- REQUIRED WORK -
Please return each line of the records below that contains the word "branches", matching case exactly.

- MATERIAL SHOWN -
------------------------------------------------------------------------

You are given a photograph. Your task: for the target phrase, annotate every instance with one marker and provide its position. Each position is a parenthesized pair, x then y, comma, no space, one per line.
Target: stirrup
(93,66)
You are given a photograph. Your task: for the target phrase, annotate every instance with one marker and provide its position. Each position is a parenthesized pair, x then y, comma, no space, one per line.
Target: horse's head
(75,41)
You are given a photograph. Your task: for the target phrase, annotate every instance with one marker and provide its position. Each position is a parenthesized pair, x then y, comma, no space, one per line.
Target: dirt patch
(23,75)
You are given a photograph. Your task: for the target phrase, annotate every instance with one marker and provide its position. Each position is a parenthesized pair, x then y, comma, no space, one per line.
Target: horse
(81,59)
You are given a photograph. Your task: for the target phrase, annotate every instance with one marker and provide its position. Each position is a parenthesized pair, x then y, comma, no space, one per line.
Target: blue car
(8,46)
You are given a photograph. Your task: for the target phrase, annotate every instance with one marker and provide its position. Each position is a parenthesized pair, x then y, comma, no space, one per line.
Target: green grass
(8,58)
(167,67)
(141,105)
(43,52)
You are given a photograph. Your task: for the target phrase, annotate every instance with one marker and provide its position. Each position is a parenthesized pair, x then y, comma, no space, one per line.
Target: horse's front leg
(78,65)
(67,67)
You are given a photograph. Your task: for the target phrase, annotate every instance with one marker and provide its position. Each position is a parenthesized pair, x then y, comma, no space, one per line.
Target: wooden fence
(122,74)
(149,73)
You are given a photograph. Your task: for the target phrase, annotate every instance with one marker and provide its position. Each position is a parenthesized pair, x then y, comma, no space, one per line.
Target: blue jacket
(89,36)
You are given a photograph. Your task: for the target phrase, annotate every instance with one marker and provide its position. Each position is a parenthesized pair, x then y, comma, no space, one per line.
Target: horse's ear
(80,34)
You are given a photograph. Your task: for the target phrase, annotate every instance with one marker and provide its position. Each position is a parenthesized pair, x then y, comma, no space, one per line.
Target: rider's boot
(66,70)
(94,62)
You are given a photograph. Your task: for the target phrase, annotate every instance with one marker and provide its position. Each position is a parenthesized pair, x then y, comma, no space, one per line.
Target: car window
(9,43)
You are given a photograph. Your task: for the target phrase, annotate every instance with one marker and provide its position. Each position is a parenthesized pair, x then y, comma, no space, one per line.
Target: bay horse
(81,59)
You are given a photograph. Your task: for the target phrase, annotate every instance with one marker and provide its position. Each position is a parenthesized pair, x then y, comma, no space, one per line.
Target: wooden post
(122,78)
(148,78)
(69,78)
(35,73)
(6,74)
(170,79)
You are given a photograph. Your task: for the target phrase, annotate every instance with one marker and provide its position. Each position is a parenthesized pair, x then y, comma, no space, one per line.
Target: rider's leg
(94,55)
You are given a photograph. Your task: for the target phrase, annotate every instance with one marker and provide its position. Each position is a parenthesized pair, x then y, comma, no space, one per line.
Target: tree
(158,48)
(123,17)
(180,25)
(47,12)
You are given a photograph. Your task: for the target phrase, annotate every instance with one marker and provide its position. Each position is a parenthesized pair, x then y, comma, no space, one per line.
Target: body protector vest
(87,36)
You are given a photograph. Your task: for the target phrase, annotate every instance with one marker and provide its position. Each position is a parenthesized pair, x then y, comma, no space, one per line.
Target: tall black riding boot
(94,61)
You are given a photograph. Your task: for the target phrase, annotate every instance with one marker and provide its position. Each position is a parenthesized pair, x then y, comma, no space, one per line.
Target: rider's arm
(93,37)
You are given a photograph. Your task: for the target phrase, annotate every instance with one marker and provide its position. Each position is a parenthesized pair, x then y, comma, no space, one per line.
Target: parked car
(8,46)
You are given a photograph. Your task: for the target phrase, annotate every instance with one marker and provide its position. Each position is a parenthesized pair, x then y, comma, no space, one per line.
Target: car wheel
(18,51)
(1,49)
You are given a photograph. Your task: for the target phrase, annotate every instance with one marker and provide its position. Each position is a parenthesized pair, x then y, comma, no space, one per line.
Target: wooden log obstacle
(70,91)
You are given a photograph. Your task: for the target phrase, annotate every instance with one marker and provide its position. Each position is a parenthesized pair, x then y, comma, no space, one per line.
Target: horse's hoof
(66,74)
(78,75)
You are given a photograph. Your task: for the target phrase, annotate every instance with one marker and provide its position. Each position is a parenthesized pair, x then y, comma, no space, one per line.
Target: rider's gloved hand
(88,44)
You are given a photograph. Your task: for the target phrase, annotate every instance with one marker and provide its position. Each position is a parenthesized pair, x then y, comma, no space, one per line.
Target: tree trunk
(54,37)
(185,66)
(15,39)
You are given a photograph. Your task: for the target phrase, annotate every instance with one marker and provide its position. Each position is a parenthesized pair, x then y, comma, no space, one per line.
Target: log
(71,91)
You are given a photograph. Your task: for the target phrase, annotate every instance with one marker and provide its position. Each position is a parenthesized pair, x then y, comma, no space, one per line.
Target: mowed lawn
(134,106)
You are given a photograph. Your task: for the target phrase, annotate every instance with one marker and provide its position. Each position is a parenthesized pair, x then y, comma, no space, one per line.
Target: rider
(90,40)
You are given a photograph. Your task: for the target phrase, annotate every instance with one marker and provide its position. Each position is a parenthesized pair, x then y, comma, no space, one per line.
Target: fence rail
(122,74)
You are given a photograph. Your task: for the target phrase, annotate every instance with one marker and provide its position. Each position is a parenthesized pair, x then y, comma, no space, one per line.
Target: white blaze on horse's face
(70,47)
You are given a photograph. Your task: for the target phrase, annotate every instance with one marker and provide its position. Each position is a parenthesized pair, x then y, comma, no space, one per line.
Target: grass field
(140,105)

------------------------------------------------------------------------

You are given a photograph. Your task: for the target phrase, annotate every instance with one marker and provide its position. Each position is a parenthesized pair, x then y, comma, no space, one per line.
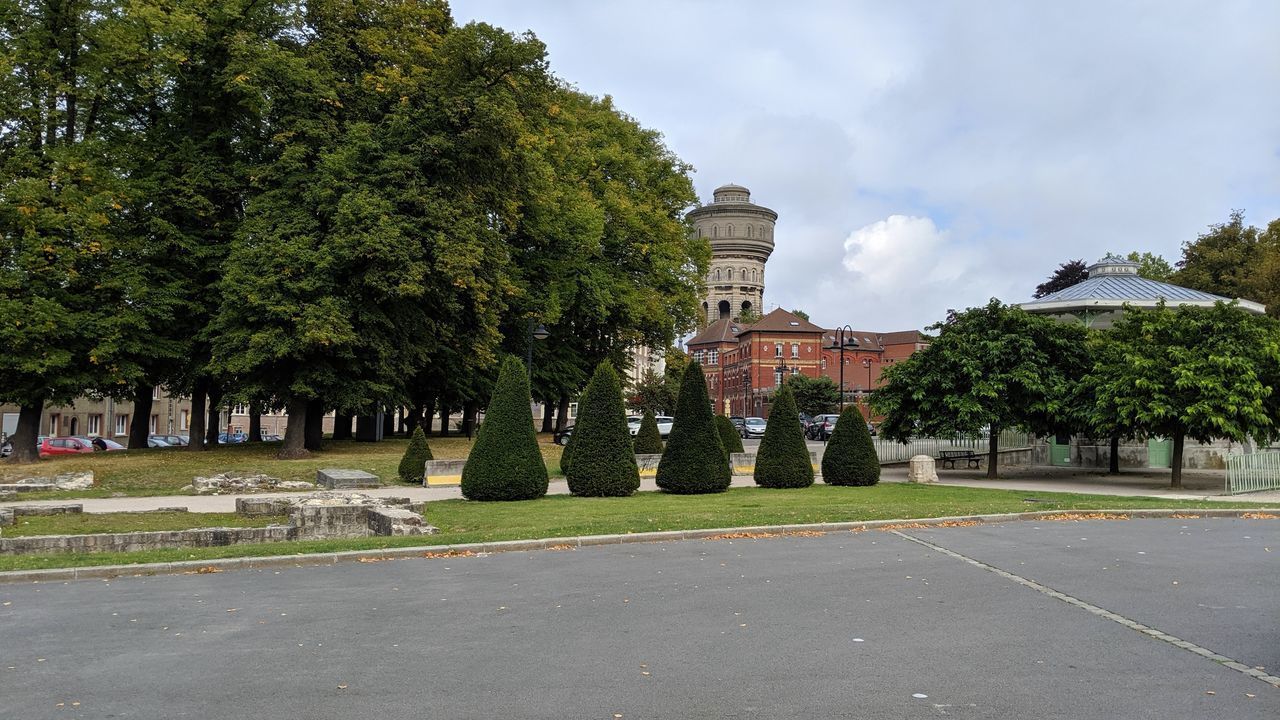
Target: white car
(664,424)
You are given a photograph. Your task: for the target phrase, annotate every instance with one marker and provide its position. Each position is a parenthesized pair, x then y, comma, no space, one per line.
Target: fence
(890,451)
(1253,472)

------------------------------------------------------------------------

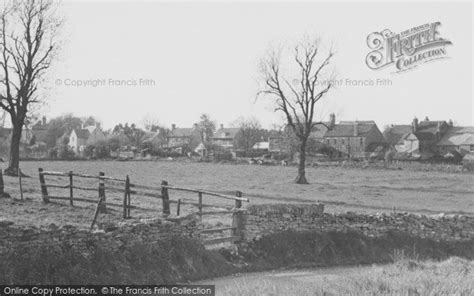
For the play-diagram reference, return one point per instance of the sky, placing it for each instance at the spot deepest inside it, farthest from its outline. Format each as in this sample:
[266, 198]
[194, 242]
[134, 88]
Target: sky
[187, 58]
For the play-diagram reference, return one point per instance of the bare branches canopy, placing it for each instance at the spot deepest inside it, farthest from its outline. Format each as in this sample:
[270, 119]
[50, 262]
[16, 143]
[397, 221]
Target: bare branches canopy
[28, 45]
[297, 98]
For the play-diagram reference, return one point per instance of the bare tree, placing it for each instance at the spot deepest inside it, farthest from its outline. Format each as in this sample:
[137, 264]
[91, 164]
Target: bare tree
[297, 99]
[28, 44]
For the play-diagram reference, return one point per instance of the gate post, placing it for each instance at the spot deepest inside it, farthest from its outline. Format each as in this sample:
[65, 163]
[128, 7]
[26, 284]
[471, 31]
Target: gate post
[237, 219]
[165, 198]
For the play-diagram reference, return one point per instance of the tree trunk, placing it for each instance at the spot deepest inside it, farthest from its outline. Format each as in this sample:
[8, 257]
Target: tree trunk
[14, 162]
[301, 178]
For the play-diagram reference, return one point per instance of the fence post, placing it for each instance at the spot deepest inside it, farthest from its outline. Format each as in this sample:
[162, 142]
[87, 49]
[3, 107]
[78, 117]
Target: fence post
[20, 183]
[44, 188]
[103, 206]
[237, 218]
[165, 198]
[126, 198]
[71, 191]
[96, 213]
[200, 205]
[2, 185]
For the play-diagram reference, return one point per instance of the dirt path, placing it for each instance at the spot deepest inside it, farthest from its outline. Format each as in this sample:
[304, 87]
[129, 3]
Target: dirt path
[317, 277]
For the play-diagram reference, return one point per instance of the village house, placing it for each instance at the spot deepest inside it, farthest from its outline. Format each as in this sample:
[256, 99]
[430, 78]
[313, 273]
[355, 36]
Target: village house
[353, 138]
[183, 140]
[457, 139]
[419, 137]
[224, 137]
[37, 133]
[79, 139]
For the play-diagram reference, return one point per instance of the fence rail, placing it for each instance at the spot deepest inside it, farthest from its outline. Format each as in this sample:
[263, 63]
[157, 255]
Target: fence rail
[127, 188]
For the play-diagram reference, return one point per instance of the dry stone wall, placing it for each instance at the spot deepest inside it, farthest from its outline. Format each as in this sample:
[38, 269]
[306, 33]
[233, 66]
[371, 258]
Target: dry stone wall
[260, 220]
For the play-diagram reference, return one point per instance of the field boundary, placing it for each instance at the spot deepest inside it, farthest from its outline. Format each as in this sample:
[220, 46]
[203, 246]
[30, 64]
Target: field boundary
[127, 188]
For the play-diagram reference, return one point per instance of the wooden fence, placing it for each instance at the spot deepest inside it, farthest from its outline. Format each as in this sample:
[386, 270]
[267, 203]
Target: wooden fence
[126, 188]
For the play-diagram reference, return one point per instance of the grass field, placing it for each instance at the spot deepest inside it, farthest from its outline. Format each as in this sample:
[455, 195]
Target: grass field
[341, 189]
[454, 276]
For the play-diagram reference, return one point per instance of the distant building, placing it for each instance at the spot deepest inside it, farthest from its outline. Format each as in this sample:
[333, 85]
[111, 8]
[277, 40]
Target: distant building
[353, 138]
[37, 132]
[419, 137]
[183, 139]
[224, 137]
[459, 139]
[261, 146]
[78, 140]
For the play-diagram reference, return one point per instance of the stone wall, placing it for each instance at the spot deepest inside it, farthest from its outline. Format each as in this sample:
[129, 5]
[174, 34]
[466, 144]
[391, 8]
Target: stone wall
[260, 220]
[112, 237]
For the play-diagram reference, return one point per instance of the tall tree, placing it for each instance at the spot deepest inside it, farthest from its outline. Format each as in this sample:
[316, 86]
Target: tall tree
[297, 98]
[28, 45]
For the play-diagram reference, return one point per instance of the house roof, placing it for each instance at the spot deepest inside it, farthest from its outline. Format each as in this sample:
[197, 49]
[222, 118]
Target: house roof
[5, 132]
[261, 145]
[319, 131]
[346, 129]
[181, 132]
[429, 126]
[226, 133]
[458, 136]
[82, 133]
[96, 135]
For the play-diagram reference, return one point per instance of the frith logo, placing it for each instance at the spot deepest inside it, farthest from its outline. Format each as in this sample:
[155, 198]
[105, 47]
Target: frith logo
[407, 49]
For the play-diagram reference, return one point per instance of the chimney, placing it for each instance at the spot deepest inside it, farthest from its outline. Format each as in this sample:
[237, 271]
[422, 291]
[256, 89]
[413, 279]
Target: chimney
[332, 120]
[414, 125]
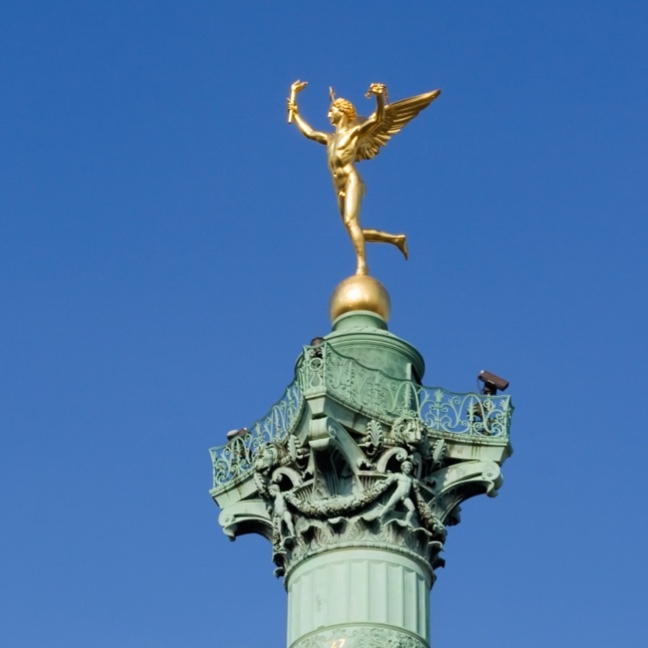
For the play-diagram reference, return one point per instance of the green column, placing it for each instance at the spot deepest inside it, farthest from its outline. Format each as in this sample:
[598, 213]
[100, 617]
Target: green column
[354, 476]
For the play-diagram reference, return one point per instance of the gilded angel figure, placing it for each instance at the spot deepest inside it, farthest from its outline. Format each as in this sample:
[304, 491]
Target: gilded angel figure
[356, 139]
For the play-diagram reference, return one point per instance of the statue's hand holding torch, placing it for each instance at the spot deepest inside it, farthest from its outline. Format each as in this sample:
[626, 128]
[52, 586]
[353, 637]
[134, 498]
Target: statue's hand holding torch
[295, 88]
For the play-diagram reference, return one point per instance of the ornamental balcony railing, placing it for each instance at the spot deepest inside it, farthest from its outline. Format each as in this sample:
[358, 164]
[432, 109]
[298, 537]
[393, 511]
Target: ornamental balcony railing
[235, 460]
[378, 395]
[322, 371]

------------------------------------------------------------------------

- ANSWER TO THE PROBLEM -
For the play-diagram reference, return one point per instance of the bare branches canopy, placing it for each instance at the spot deepest inside it, farthest from its outline. Format each as in this sample:
Target: bare branches canopy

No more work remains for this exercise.